## WORK REQUIRED
Convert the lines below into a JSON array of strings with one string per line, omitting any blank lines.

## STORED ROWS
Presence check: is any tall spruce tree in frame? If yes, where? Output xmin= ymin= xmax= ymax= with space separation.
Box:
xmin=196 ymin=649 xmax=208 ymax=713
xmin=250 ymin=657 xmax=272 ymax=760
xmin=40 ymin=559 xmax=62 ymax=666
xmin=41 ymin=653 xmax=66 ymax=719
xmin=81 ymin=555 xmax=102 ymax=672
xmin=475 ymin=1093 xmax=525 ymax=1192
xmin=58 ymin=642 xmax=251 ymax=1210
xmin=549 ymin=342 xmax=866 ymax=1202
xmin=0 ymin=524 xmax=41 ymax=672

## FINAL ANSWER
[
  "Presence check: is any tall spruce tree in frame? If yes, where? Output xmin= ymin= xmax= ymax= with space separation.",
  "Box:",
  "xmin=196 ymin=649 xmax=208 ymax=713",
  "xmin=250 ymin=657 xmax=272 ymax=760",
  "xmin=40 ymin=559 xmax=62 ymax=666",
  "xmin=41 ymin=653 xmax=66 ymax=719",
  "xmin=81 ymin=555 xmax=102 ymax=672",
  "xmin=475 ymin=1093 xmax=525 ymax=1192",
  "xmin=58 ymin=642 xmax=251 ymax=1210",
  "xmin=549 ymin=342 xmax=866 ymax=1202",
  "xmin=0 ymin=524 xmax=41 ymax=672"
]